__To do__
Copy out all of the data below exactly, so that no word differs from the original.

Source data:
________________________
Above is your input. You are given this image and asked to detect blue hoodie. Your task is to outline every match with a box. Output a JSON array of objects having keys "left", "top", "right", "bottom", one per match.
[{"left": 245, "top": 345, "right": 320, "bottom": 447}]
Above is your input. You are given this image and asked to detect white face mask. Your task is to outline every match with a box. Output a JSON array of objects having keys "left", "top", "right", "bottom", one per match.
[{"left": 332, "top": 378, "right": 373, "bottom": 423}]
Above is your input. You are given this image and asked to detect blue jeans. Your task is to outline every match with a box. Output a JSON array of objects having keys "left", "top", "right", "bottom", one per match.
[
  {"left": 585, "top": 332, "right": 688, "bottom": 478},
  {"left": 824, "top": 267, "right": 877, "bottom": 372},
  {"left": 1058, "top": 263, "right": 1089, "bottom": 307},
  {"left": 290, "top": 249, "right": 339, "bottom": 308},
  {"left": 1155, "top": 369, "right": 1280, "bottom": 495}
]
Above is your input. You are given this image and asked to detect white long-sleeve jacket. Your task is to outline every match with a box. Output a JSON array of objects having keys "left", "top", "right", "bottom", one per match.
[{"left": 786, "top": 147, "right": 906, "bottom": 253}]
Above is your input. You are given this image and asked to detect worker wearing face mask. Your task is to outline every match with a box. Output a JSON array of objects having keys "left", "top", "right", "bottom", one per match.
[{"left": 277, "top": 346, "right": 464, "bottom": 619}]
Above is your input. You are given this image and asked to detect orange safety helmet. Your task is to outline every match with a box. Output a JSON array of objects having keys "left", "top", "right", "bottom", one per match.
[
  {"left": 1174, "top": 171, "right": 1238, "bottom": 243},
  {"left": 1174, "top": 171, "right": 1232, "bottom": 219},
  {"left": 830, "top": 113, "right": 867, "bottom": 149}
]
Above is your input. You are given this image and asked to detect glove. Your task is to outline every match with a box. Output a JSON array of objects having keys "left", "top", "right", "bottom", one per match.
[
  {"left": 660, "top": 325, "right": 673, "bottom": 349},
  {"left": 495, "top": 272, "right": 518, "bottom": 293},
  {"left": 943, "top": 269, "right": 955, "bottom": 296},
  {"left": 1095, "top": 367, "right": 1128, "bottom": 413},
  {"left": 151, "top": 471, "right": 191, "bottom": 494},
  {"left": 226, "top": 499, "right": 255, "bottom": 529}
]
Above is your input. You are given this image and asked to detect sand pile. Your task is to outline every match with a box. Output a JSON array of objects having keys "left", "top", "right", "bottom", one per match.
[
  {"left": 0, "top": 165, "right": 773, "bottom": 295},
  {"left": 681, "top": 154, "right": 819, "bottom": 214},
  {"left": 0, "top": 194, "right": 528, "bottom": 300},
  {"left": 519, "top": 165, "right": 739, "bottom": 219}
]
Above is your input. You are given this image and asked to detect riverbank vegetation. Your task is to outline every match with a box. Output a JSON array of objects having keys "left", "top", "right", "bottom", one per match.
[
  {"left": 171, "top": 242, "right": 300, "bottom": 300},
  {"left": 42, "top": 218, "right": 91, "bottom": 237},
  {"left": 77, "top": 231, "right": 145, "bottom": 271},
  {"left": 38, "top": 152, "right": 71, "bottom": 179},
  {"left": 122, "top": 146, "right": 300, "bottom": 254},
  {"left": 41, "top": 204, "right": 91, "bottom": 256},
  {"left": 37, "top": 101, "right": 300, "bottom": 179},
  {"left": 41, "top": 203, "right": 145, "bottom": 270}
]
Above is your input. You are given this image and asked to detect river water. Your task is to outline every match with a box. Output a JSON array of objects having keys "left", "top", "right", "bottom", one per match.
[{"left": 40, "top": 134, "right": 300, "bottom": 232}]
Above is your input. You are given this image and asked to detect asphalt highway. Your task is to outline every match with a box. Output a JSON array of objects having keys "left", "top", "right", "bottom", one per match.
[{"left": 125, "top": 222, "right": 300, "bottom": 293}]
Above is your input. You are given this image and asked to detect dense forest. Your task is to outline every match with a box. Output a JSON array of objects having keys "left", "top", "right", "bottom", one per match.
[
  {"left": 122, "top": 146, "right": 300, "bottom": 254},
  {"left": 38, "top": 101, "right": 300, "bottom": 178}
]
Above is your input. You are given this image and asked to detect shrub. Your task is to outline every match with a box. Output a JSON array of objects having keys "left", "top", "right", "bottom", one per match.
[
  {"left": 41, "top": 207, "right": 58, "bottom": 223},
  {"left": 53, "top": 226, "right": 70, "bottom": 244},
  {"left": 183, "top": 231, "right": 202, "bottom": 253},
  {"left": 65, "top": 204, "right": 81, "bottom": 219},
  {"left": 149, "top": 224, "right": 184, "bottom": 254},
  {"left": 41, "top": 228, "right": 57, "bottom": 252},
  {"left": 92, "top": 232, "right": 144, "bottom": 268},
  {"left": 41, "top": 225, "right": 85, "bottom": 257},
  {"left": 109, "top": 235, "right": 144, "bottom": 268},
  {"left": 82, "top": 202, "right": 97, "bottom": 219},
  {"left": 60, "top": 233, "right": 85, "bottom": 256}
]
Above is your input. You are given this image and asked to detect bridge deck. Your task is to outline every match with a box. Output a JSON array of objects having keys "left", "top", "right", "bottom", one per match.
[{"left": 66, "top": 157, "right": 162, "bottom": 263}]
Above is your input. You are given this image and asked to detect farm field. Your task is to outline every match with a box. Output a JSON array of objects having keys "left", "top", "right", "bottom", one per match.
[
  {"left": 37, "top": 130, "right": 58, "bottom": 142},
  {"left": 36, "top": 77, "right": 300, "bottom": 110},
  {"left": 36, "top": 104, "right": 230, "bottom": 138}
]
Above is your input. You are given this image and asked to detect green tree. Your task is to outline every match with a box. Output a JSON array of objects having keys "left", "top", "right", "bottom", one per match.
________________________
__Reply__
Above is your input. You are given this image and asked to detect blue hoodie. Your task is to outline every match with a box. Output a JSON array of objects having keys "left", "top", "right", "bottom", one per match.
[{"left": 245, "top": 345, "right": 320, "bottom": 447}]
Above is your input. You are given this image and asked to detect white face mask. Your task is to outline every match with a box. Output a JSON array of objects having keys "left", "top", "right", "bottom", one per match.
[{"left": 332, "top": 378, "right": 373, "bottom": 423}]
Above is your input. You are given this image and asked to detect blue jeans. Your task is to outline every match with a box. Output a JSON array of objects having keys "left", "top", "right", "bottom", one per match.
[
  {"left": 585, "top": 332, "right": 688, "bottom": 478},
  {"left": 824, "top": 267, "right": 877, "bottom": 372},
  {"left": 1058, "top": 263, "right": 1089, "bottom": 307},
  {"left": 290, "top": 249, "right": 339, "bottom": 308},
  {"left": 1155, "top": 369, "right": 1280, "bottom": 495}
]
Above is your input. You are given this image and asked to detect white long-sleeve jacket. Your task is to outline every match with a box. Output a JSON array of objects having keys "left", "top", "right", "bottom", one per match.
[{"left": 786, "top": 147, "right": 906, "bottom": 253}]
Above is your input. You are given this image and asked to detect worker wearing face mask. Your task is to outline every match with a box. Output a JSON array of objects having keys "left", "top", "right", "bottom", one per match.
[{"left": 277, "top": 346, "right": 464, "bottom": 619}]
Above is your input. You are given this image and asked to detect orange safety helmet. Your task is to outline every match with a box. Output a JSON array of objects having keys "left", "top", "right", "bottom", one per match.
[
  {"left": 1174, "top": 171, "right": 1238, "bottom": 243},
  {"left": 1174, "top": 171, "right": 1232, "bottom": 219},
  {"left": 830, "top": 113, "right": 867, "bottom": 149}
]
Above is your input. You are given this image and asked to detect glove. Your task is to outline every match with a box. Output a JSON array of objects having keys "left", "top", "right", "bottom", one per match.
[
  {"left": 660, "top": 325, "right": 673, "bottom": 349},
  {"left": 495, "top": 272, "right": 518, "bottom": 293},
  {"left": 943, "top": 269, "right": 955, "bottom": 296},
  {"left": 1095, "top": 367, "right": 1128, "bottom": 413},
  {"left": 151, "top": 471, "right": 191, "bottom": 494},
  {"left": 226, "top": 499, "right": 255, "bottom": 529}
]
Above is your input. You are given this image and asked to detect sand pile. Your task is to outline every match with a box. Output a JSON array of objects having keys "left", "top", "right", "bottom", one per match.
[
  {"left": 0, "top": 165, "right": 773, "bottom": 295},
  {"left": 681, "top": 154, "right": 819, "bottom": 214},
  {"left": 0, "top": 194, "right": 528, "bottom": 300},
  {"left": 519, "top": 165, "right": 739, "bottom": 219}
]
Above is your input. You are given this image and asked to detect riverbank vegetation. Your task is to outline every match with a box. Output a JSON array of objects having keys "left", "top", "right", "bottom", one per match.
[
  {"left": 171, "top": 242, "right": 300, "bottom": 300},
  {"left": 42, "top": 218, "right": 91, "bottom": 237},
  {"left": 77, "top": 231, "right": 145, "bottom": 271},
  {"left": 38, "top": 152, "right": 71, "bottom": 179},
  {"left": 122, "top": 146, "right": 300, "bottom": 254},
  {"left": 41, "top": 204, "right": 91, "bottom": 256},
  {"left": 37, "top": 101, "right": 300, "bottom": 179},
  {"left": 41, "top": 203, "right": 145, "bottom": 270}
]
Above is your input. You are given this image and asked to detect river water. Your task is to outline every match with a box. Output a JSON array of objects having keys "left", "top", "right", "bottom", one per match.
[{"left": 40, "top": 134, "right": 300, "bottom": 232}]
Above is your input. You are given this image and asked to detect asphalt highway. Your task is to outline every match with a box. Output a JSON array of objects having keys "left", "top", "right", "bottom", one per match.
[{"left": 125, "top": 222, "right": 300, "bottom": 293}]
Above is your input. You are given this image and asked to detect dense forest. Your task is to outline every match with a box. Output a JSON array of objects having keys "left", "top", "right", "bottom", one per match.
[
  {"left": 122, "top": 146, "right": 300, "bottom": 254},
  {"left": 38, "top": 101, "right": 300, "bottom": 178}
]
Above is your input. You are given this image and asked to detect shrub. Your task is to outline every match with a box. Output a JSON array of objects having keys "left", "top", "right", "bottom", one per match.
[
  {"left": 41, "top": 207, "right": 58, "bottom": 223},
  {"left": 53, "top": 226, "right": 70, "bottom": 244},
  {"left": 183, "top": 231, "right": 202, "bottom": 253},
  {"left": 65, "top": 204, "right": 81, "bottom": 219},
  {"left": 149, "top": 224, "right": 184, "bottom": 254},
  {"left": 41, "top": 228, "right": 57, "bottom": 252},
  {"left": 92, "top": 232, "right": 144, "bottom": 268},
  {"left": 41, "top": 225, "right": 85, "bottom": 257},
  {"left": 109, "top": 235, "right": 144, "bottom": 268},
  {"left": 82, "top": 202, "right": 97, "bottom": 219},
  {"left": 60, "top": 233, "right": 85, "bottom": 256}
]
Above is your input. You are given this image and asked to detect bridge deck. Your task is to outline every match with a box. Output a JSON array of objects having keys "left", "top", "right", "bottom", one per match.
[{"left": 66, "top": 157, "right": 162, "bottom": 263}]
Above is your input. You are given this image and asked to detect farm field. Your task is to outline every match with a box. Output a JSON array of objects having keys "left", "top", "right", "bottom", one per match.
[
  {"left": 37, "top": 130, "right": 58, "bottom": 142},
  {"left": 36, "top": 77, "right": 300, "bottom": 110},
  {"left": 36, "top": 104, "right": 230, "bottom": 138}
]
Above is your input. You are given this image and asked to detect green tree. Your task is to outline every match with a box. Output a JSON array of objects having keys "left", "top", "right", "bottom", one per match.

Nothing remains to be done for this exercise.